- WHAT YOU ARE ASKED TO DO: Copy the rows below word for word, beginning at the line that contains "Exercise. Point out" and stopping after the line that contains "[(40, 264), (15, 267), (583, 257), (389, 250)]". Leave the pictures out of your copy.

- SUPPLIED RECORDS:

......

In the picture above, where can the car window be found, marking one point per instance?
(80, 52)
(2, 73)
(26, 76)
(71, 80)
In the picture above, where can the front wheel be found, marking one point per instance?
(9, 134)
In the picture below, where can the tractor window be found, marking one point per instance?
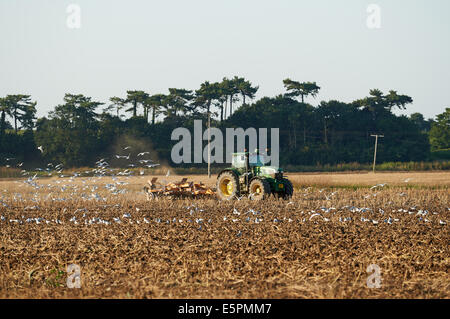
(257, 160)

......

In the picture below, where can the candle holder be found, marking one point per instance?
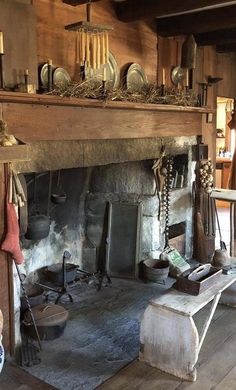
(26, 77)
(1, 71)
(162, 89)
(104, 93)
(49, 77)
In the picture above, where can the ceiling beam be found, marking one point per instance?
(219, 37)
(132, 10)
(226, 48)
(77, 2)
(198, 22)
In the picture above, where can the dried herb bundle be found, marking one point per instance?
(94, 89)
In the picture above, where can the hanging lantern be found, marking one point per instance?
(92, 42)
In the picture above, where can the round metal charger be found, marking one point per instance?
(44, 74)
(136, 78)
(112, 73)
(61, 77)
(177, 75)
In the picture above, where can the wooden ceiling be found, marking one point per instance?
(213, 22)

......

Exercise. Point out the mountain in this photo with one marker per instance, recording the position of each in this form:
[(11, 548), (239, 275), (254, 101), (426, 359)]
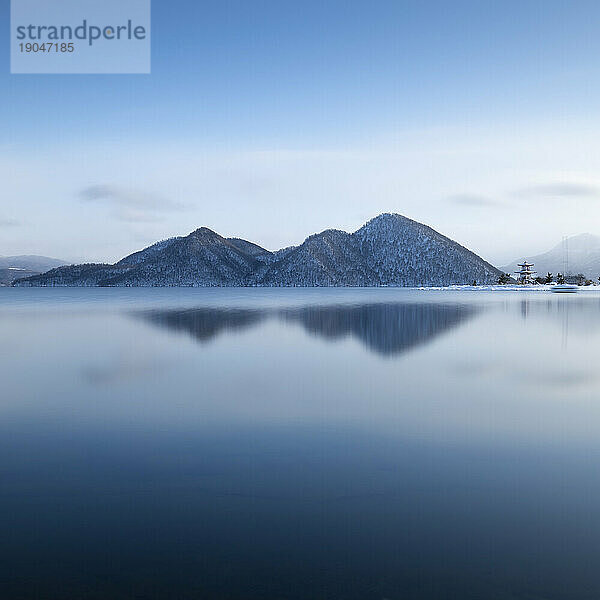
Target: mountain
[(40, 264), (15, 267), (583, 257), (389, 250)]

......

- THE RESULT:
Exercise. Point out the mountain in this photo with one marker per instance, recording the position of each in this form:
[(11, 548), (239, 275), (254, 101), (426, 359)]
Target: mountain
[(40, 264), (15, 267), (583, 257), (389, 250)]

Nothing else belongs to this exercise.